Task to complete:
Set out every line of the material below as a numbered list, leaving out any blank lines.

Position annotation records
start

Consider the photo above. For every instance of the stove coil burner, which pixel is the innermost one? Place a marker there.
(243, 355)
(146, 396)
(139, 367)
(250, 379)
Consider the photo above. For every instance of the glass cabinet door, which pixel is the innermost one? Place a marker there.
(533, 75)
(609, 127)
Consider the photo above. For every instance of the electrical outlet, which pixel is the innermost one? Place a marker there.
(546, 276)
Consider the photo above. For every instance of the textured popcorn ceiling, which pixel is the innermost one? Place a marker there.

end

Expected answer:
1. Consider the photo above. For every instance of the stove coil burner, which pixel is the innermost one? Place a marker there.
2. (243, 355)
3. (146, 396)
4. (139, 367)
5. (250, 379)
6. Consider the photo above. For every instance of the glass cabinet door, which pixel is the innermost one? Place a marker there.
7. (533, 75)
8. (609, 127)
9. Consider the photo above. For every instance of the electrical outlet, which pixel is the innermost one? Place a marker there.
10. (546, 276)
11. Consider the photo above. For every instance of the textured popcorn ceiling, which pixel is the innermost one? Place a marker there.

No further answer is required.